(Required actions):
(a) List every all-capital abbreviation that appears in the excerpt on CARICOM import tariffs below.
(b) Summarize the excerpt on CARICOM import tariffs below in two sentences.

(Reading passage):
# # #

Mr Ramsey believed he knew the reason but declined to provide details. He hoped that the issue could be addressed because some of the smaller companies could not afford to pay for teams of experts to go to countries to validate the process.
The CMA President also criticised a number of CARICOM governments for violating the CET by allowing imports from extra-regional sources without payment of the tariff that is aimed at protecting local companies that have invested millions of dollars to produce the identical finished product. “There is no progress that is being made and I don’t know what can be done,” he said.
Mr Ali said there were hundreds of pending court cases about that violation across the region. “The governments of countries flagrantly break the laws of COTED and allow supermarket chains, private businesses, hotels, whatever, to import finished products from outside the region without paying the CET,” he said. Mr Ali, who is the Chief Executive Officer of Sterling Products Limited, said his company has 10 pending cases on that topic in the Caribbean.

# # #

(Excerpted data):
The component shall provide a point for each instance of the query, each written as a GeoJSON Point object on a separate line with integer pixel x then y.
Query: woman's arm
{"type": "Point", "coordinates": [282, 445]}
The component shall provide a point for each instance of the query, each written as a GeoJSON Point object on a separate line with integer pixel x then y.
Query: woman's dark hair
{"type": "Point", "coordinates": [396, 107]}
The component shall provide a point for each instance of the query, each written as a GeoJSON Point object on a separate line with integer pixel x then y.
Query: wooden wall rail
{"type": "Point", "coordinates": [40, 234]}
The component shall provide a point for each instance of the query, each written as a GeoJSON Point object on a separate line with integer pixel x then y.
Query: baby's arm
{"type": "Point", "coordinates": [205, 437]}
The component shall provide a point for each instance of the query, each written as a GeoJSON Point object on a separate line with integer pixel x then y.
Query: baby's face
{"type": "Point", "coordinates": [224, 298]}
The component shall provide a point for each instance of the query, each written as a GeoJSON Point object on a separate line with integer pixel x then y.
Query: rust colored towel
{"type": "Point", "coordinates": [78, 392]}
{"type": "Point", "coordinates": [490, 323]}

# # #

(Response list):
(a) CMA, CARICOM, CET, COTED

(b) Mr Ramsey hoped an issue could be addressed because some smaller companies could not afford to send teams of experts to other countries to validate the process. The CMA President criticized several CARICOM governments for allowing imports from outside the region without payment of the CET, and Mr Ali said hundreds of court cases on that violation were pending across the region, 10 of them involving his company, Sterling Products Limited.